§ Задание
Перепишите слово в слово часть отрывка, которая открывается словами «Питерский хирург развел» и завершается словами «и кандидата наук.».

──────── Отрывок ────────

Следующий «сюрприз» ждал меня уже в Питере: левая голосовая связка не функционирует. Лечению не поддается. Местные врачи удивлялись, почему мне не назначали ларингоскопию еще в Томске. А вот и резон: голос останется сиплый НАВСЕГДА, Чижевская просто боялась суда и претензий, поэтому и не стала назначать мне проверку голосовых связок. Хирург из «Пироговки» признался, что операция будет наисложнейшей, отек и рубец, образовавшиеся в результате томской операции могут помешать отделить правую голосовую связку во время операции, тогда ее могут задеть, и я останусь немой навсегда. И это не самое страшное. Неподвижные голосовые связки закроют доступ воздуха, и докторам придется сделать мне дырку в горле и вставлять трубку, чтобы я смогла дышать. Тогда мне впервые стало страшно. В Томске я видела людей с трубками. Если комок слизи или инородное тело случайно попадет в трубку, они начинают задыхаться. Как Чижевская умудрилась повредить ЛЕВУЮ голосовую связку, если опухоли лоцировались справа мне непонятно.

Питерский хирург развел руками и сфотографировал мой косой жирный шрам через шею, чтобы показывать студентам, как НЕ НАДО делать. Отсутствие эстетики — малая толика проблем со шрамом, основная проблема: задеты лицевые нервы, и теперь отек может не сойти совсем, а чувствительность может не вернуться. Мне повезло, что моя кривая на правую сторону улыбка выровнялась. К тому же парестезии в результате гипокальцемии, отек и отсутствие чувствительности, оказалось, НЕ НОРМА! В общем, все ошибки, которые можно было совершить при операции, ЧИЖЕВСКАЯ совершила. Я не представляю, каким образом данный человек получил звание доцента и кандидата наук.

Всю ночь перед операцией я молилась. Просила, что я не хочу быть немой, что хочу дышать сама, что хочу сама говорить с сыном, чтобы он слышал меня, а не видел безмолвное существо с трубкой в горле. На следующий день меня оперировали. Муж «поймал» хирурга в больничном коридоре: «Как она?» «Если задышит сама, трубку ставить не будем». Я не представляю, как он выдержал эти 3 часа операции. Когда меня привезли в палату, я сразу проверила голос. Я ГОВОРИЛА И ДЫШАЛА. На следующий день меня выписали. В отличие от Томска, пациенты Питерской клиники не лежат там неделями, ожидая кто смерти, а кто страданий. На следующий день после операции мне сделали перевязку и отправили ждать гистологию дома. На радиойод меня записали сразу же в «Пироговке»: в сентябре я опять еду лечиться, правда, уже в Таллин. Тонкая ниточка шрама и отсутствие дискомфорта. Кстати, компьютерную томографию в Томске мне тоже не делали, а меж тем в легких у меня какие-то образования. Что это: покажет радиойод, на который в Томске меня не направили «ЗА НЕНАДОБНОСТЬЮ».

──────── Исходные данные ────────

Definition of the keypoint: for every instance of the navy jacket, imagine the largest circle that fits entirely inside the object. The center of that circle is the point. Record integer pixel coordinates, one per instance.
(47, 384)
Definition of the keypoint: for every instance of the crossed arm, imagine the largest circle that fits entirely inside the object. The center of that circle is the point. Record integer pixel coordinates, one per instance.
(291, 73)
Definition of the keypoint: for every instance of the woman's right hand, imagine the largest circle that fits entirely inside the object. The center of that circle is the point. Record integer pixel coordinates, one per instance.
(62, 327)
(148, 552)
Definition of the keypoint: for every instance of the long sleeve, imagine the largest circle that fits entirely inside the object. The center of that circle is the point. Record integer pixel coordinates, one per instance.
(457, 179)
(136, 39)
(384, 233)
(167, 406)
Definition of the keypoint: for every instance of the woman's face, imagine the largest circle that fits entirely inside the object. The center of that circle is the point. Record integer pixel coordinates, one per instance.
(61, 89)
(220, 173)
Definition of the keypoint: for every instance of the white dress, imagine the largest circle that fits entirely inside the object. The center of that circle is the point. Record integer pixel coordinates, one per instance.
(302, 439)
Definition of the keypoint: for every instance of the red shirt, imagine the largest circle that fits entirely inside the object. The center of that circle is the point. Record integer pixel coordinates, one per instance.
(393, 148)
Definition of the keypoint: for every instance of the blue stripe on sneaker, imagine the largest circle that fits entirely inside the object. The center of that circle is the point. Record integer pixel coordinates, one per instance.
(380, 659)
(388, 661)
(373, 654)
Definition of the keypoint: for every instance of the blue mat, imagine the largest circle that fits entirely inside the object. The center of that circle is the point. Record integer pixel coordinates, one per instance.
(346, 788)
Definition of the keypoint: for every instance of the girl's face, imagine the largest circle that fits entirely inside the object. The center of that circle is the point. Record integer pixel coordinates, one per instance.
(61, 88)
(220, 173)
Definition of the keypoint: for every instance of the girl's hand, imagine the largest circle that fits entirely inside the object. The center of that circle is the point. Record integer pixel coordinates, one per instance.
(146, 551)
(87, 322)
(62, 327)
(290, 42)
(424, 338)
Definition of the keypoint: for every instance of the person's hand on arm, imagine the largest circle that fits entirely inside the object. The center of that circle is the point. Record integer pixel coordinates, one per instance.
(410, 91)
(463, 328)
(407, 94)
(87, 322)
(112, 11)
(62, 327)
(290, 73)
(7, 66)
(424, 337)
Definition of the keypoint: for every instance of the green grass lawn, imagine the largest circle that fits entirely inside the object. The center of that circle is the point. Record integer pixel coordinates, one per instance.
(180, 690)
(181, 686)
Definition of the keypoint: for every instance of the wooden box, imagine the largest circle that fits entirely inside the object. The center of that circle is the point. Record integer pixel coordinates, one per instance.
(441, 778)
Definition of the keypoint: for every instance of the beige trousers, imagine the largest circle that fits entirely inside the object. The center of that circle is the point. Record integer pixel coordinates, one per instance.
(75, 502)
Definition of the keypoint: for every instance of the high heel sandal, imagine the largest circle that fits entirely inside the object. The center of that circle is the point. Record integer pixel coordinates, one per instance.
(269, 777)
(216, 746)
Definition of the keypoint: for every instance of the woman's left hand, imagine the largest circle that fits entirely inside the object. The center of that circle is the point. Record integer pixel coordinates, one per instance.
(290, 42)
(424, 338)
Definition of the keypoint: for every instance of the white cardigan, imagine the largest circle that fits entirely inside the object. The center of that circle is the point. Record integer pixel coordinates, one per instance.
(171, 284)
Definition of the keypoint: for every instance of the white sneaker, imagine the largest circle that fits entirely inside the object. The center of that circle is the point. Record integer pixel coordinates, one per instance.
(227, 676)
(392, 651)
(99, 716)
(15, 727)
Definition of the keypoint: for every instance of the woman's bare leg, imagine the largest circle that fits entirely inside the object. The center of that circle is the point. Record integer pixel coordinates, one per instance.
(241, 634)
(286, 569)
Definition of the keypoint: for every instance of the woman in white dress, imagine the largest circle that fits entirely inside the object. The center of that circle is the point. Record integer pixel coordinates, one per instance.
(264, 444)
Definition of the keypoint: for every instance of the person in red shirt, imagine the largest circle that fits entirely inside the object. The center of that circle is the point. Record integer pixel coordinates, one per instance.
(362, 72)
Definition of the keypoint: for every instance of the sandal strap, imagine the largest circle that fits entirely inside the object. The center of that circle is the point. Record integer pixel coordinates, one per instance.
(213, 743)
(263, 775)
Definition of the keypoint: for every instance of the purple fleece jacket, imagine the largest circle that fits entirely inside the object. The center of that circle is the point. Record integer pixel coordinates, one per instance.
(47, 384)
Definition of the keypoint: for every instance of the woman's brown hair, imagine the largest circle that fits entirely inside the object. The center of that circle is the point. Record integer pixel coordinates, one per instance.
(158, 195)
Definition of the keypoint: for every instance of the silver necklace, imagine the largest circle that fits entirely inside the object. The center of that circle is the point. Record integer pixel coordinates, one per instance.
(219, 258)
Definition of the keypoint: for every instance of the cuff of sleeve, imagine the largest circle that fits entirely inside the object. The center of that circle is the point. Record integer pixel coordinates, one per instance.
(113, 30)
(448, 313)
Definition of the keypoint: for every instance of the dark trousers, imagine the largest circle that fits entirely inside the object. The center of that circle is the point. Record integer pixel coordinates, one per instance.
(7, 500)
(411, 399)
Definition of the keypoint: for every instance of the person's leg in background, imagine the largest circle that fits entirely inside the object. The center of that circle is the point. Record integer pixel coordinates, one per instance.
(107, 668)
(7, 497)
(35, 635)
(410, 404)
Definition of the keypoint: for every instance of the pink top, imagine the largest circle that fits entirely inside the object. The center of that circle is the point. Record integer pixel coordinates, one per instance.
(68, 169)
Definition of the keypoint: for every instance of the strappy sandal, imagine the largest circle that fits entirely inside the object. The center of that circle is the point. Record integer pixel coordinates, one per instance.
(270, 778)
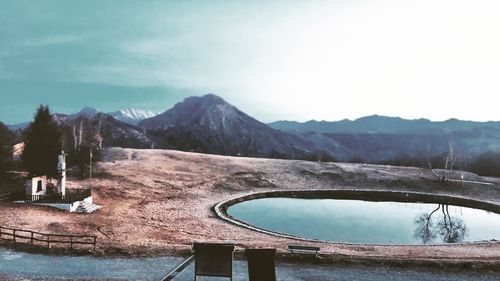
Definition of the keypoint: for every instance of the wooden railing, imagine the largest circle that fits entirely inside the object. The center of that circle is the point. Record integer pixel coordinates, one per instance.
(70, 197)
(45, 239)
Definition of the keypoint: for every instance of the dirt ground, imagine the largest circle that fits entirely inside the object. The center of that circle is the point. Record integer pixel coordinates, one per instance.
(158, 202)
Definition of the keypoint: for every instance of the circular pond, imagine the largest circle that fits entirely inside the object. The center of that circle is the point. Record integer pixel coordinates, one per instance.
(357, 221)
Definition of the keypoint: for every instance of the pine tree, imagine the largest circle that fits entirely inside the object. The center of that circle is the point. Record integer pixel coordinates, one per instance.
(5, 148)
(43, 144)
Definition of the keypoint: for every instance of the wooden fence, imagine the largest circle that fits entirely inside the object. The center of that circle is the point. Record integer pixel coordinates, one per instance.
(45, 239)
(70, 197)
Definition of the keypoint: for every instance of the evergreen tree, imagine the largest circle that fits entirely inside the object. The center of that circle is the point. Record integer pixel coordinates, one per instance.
(6, 138)
(43, 144)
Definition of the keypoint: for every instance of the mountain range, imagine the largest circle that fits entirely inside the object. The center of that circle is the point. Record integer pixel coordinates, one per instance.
(209, 124)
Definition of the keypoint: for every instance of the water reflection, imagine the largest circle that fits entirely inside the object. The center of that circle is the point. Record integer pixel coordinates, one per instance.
(356, 221)
(449, 229)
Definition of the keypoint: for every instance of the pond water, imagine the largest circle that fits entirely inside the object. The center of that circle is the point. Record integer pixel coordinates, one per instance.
(356, 221)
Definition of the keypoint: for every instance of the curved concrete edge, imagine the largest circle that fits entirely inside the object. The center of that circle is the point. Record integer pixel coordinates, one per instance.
(395, 196)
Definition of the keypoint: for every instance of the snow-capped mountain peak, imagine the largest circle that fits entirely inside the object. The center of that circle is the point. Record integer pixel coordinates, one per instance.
(132, 115)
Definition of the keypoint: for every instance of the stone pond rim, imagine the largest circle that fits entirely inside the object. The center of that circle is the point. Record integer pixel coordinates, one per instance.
(349, 194)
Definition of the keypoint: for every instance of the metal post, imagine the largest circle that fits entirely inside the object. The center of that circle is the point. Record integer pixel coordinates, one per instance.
(90, 163)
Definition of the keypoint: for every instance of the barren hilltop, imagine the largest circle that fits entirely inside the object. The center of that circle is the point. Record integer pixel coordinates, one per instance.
(158, 202)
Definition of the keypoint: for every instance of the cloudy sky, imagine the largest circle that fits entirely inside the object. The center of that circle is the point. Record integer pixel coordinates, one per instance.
(275, 60)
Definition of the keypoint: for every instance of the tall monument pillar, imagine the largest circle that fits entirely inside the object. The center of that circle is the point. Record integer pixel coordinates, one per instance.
(61, 167)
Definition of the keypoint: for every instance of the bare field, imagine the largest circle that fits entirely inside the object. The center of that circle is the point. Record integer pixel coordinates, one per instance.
(157, 202)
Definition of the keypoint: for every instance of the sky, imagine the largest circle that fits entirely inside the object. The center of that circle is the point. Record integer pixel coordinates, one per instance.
(275, 60)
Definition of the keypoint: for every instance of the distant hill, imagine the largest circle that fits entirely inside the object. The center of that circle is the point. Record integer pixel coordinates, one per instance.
(211, 125)
(375, 139)
(376, 124)
(113, 132)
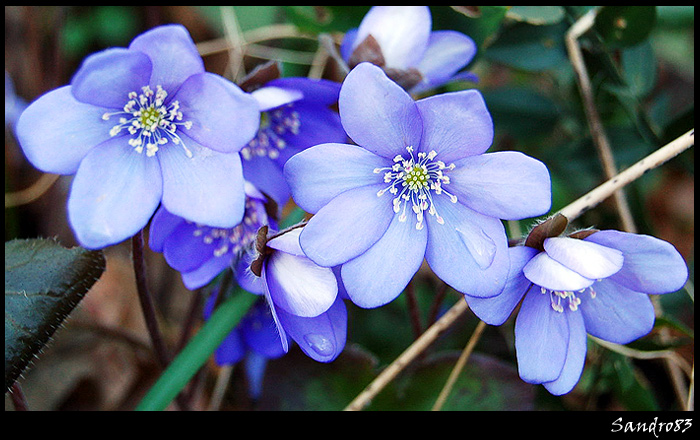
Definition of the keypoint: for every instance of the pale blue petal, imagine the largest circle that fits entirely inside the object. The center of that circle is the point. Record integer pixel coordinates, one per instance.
(651, 265)
(496, 310)
(469, 251)
(377, 113)
(586, 258)
(507, 185)
(379, 275)
(541, 339)
(299, 286)
(455, 125)
(224, 118)
(106, 78)
(401, 31)
(323, 337)
(347, 226)
(575, 357)
(550, 274)
(173, 54)
(318, 174)
(616, 313)
(206, 188)
(56, 131)
(114, 194)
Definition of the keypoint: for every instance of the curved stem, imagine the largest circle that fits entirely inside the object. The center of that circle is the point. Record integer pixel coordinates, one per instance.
(149, 311)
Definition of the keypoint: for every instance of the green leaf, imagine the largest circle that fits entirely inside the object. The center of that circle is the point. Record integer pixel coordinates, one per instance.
(43, 283)
(530, 48)
(625, 26)
(537, 15)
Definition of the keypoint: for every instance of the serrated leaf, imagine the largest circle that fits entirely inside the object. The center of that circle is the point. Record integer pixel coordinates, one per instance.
(43, 283)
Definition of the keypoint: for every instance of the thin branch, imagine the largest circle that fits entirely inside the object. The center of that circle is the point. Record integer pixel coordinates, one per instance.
(459, 366)
(572, 211)
(583, 25)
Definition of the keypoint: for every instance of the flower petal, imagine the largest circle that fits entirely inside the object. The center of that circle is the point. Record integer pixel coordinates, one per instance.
(224, 118)
(106, 78)
(378, 114)
(299, 286)
(185, 249)
(173, 54)
(323, 337)
(575, 357)
(356, 213)
(319, 91)
(651, 265)
(162, 225)
(616, 313)
(507, 185)
(273, 97)
(447, 52)
(586, 258)
(379, 275)
(320, 173)
(114, 194)
(541, 339)
(206, 188)
(205, 273)
(550, 274)
(496, 310)
(455, 125)
(469, 251)
(56, 131)
(401, 31)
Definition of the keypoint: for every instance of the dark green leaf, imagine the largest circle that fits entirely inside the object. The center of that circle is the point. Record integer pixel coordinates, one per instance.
(43, 283)
(624, 26)
(537, 15)
(531, 48)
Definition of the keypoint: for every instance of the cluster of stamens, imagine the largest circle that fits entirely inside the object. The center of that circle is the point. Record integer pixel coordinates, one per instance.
(559, 297)
(413, 182)
(238, 239)
(149, 121)
(274, 126)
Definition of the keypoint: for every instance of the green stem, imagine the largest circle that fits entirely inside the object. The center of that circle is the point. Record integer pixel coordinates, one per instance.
(197, 351)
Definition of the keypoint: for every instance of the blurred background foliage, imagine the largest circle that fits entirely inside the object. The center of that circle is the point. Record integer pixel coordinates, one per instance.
(641, 64)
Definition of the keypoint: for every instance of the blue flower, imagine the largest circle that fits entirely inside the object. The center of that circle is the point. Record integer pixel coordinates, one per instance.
(254, 340)
(303, 297)
(139, 126)
(594, 282)
(295, 115)
(200, 252)
(416, 186)
(399, 39)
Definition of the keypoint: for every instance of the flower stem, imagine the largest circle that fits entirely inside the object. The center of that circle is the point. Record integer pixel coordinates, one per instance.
(571, 212)
(149, 311)
(195, 354)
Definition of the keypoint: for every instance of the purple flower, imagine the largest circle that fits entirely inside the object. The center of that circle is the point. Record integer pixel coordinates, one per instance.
(254, 340)
(302, 296)
(399, 39)
(140, 126)
(201, 252)
(594, 282)
(418, 185)
(295, 115)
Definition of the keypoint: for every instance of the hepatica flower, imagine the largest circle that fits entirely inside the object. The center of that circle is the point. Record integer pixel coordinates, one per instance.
(200, 252)
(295, 115)
(139, 126)
(594, 282)
(416, 185)
(254, 341)
(399, 39)
(302, 296)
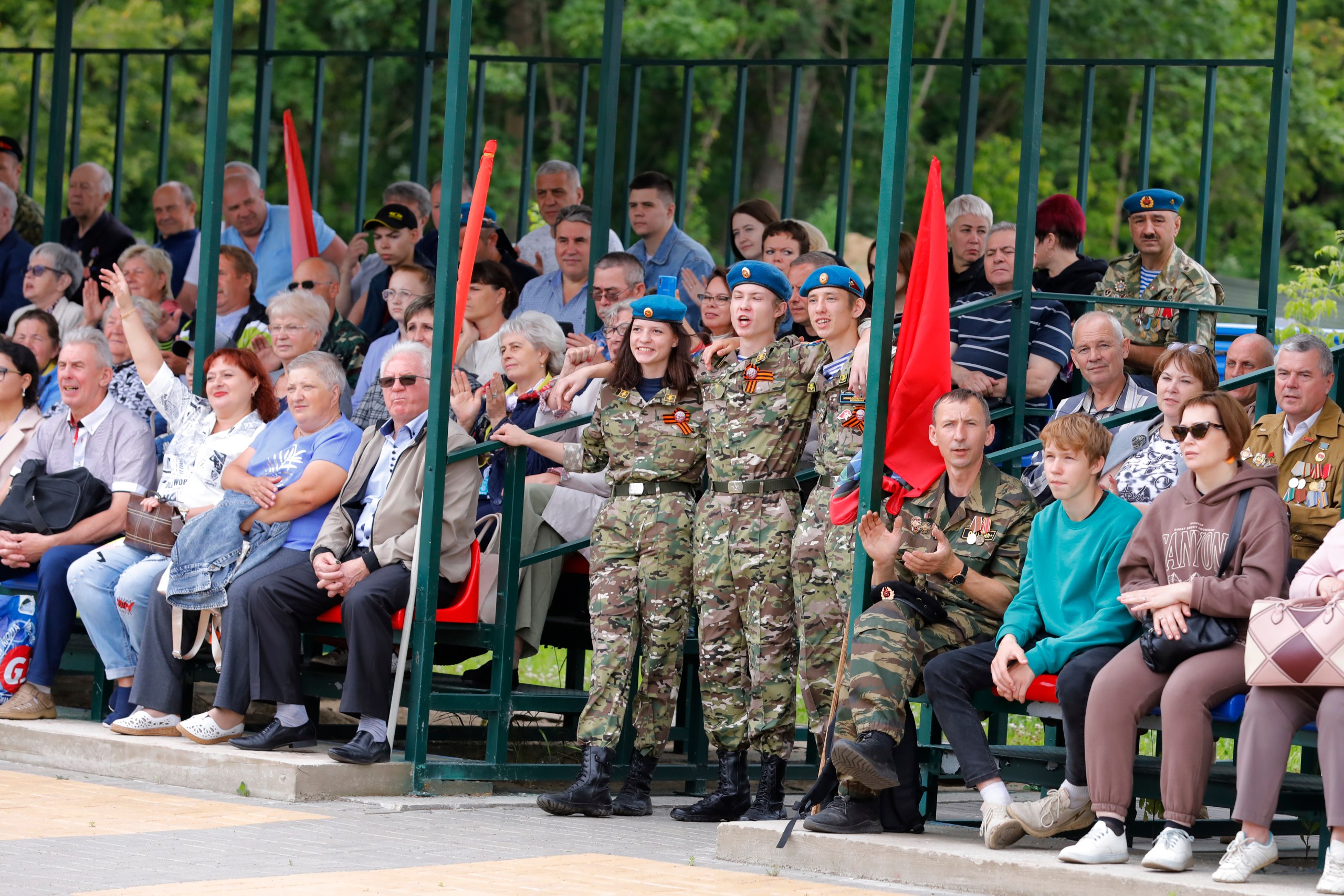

────────

§ Ответ
Питерский хирург развел руками и сфотографировал мой косой жирный шрам через шею, чтобы показывать студентам, как НЕ НАДО делать. Отсутствие эстетики — малая толика проблем со шрамом, основная проблема: задеты лицевые нервы, и теперь отек может не сойти совсем, а чувствительность может не вернуться. Мне повезло, что моя кривая на правую сторону улыбка выровнялась. К тому же парестезии в результате гипокальцемии, отек и отсутствие чувствительности, оказалось, НЕ НОРМА! В общем, все ошибки, которые можно было совершить при операции, ЧИЖЕВСКАЯ совершила. Я не представляю, каким образом данный человек получил звание доцента и кандидата наук.